_WHAT THE TASK REQUIRES_:
Pick out every line in the listing below that contains the string "pink". Case matters, so treat uppercase and lowercase letters as different.
________________________________________
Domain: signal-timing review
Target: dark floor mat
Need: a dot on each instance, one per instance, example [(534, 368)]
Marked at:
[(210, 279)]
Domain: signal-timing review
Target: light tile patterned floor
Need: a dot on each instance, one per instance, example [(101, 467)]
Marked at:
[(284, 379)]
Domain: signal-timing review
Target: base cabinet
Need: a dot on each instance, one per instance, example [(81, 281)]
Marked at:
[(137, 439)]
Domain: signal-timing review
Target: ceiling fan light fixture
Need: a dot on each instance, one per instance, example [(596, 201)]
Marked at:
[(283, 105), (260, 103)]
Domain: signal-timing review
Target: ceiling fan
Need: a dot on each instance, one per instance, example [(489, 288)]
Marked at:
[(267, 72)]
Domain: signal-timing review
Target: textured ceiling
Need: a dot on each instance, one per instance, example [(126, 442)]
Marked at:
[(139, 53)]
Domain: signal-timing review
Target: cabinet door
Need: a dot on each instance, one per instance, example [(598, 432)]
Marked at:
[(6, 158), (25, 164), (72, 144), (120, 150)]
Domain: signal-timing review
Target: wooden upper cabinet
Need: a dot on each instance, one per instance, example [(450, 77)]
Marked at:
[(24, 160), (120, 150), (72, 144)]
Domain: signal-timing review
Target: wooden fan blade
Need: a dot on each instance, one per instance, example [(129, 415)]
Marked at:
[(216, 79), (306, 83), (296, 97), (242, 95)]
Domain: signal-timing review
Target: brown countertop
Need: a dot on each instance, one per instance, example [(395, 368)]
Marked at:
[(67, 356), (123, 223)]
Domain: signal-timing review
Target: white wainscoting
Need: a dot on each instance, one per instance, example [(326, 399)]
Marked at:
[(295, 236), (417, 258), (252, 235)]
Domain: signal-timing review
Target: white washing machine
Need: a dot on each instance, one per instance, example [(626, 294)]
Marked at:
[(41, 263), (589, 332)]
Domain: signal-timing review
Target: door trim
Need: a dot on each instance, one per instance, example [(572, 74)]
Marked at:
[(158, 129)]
________________________________________
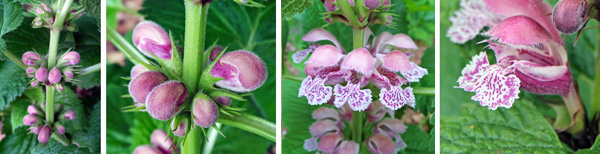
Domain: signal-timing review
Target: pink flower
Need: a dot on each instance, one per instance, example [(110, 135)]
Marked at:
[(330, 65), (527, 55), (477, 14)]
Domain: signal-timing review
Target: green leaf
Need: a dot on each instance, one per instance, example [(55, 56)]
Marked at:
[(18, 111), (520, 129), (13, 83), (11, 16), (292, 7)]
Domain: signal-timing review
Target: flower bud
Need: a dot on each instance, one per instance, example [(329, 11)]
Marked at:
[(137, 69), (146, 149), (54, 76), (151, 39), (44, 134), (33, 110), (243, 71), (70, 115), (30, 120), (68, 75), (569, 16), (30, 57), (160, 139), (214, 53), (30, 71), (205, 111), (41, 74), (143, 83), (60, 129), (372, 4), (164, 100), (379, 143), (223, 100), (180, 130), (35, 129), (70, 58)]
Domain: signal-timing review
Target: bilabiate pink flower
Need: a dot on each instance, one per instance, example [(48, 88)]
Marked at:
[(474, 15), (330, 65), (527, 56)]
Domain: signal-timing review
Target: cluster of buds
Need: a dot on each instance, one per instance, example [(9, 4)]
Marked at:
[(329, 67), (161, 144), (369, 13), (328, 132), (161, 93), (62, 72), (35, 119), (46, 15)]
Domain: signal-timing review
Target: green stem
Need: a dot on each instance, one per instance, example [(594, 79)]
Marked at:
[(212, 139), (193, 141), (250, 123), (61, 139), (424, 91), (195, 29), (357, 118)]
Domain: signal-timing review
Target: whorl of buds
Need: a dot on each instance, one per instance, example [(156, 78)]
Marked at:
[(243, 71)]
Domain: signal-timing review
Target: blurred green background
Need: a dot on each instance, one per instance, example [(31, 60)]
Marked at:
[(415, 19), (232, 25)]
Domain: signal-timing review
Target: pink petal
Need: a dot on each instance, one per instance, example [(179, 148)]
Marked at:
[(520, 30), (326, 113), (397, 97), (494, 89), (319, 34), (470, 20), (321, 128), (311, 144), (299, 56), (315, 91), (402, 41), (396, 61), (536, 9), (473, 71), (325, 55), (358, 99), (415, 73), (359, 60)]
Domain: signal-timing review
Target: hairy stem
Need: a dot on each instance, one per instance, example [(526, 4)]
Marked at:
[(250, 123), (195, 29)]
________________________________________
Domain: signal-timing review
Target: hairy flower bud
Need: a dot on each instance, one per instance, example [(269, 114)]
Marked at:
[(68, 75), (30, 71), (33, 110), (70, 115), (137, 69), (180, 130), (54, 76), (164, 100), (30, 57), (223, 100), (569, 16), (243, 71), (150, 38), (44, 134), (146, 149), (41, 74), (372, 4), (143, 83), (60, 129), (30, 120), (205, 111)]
________________________________________
_TASK RESULT_:
Target: pink flower
Target: bilabiate pink flower
Target: pink petal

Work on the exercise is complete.